(Data collected from a set)
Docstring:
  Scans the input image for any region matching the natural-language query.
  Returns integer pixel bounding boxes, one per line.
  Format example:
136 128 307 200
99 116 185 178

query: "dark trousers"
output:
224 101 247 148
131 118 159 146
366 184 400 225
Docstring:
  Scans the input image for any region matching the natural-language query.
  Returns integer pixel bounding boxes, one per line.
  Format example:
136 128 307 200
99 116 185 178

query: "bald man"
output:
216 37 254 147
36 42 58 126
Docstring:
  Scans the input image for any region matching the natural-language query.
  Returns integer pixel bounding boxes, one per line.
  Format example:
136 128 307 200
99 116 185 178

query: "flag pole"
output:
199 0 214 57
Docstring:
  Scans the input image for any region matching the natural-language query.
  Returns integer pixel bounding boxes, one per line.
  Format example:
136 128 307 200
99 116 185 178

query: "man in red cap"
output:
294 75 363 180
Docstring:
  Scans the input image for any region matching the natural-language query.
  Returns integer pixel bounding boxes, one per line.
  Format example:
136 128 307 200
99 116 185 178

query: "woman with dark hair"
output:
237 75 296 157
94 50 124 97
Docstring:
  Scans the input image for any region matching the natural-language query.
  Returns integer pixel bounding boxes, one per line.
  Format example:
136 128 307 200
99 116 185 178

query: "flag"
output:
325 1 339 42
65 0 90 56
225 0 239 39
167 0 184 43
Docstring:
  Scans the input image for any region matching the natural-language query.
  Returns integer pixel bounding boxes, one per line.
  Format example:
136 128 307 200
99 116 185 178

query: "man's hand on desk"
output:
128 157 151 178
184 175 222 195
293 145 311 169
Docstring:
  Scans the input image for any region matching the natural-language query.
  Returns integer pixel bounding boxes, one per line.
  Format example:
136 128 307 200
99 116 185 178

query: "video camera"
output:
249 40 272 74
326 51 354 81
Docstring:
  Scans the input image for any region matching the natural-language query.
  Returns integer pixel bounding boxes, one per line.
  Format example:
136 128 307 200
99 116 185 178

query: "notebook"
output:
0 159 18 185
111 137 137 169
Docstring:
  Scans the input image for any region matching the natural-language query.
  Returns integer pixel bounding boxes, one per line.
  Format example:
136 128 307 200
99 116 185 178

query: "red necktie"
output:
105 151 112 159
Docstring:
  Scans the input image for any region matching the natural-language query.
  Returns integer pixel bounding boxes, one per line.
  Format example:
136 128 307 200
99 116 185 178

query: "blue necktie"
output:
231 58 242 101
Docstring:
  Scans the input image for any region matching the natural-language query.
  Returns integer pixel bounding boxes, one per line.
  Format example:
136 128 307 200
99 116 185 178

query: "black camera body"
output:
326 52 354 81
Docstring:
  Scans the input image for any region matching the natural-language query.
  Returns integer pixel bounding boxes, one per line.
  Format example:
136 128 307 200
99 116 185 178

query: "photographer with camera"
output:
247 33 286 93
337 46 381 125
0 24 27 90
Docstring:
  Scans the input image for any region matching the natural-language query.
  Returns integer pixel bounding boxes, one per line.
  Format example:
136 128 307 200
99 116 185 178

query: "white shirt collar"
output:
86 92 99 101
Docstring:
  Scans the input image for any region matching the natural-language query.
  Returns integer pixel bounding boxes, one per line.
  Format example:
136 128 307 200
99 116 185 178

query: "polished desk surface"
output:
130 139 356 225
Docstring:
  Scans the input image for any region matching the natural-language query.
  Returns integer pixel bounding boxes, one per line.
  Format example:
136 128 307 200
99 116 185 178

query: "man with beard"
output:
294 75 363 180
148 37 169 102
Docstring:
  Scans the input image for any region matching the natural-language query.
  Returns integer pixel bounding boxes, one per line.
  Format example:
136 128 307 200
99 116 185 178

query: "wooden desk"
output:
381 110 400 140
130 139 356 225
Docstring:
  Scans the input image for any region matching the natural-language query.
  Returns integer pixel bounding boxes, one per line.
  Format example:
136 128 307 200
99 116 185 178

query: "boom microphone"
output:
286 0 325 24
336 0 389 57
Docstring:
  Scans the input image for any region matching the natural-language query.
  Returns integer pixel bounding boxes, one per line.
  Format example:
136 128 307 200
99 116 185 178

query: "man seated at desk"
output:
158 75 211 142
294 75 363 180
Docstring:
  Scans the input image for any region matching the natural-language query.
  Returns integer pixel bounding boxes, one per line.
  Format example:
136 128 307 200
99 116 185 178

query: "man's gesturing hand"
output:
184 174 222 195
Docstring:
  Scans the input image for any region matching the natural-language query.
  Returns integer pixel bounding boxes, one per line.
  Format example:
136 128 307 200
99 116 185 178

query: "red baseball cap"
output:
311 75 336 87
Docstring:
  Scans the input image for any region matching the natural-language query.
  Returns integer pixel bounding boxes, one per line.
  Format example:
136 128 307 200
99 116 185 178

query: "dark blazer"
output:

**Goal of the exercise:**
Gather each line of the data above that contains the string "with". Matching is case-sensitive.

**Correct answer:**
query: "woman with dark hair"
query: "photographer with camera"
query: "man with beard"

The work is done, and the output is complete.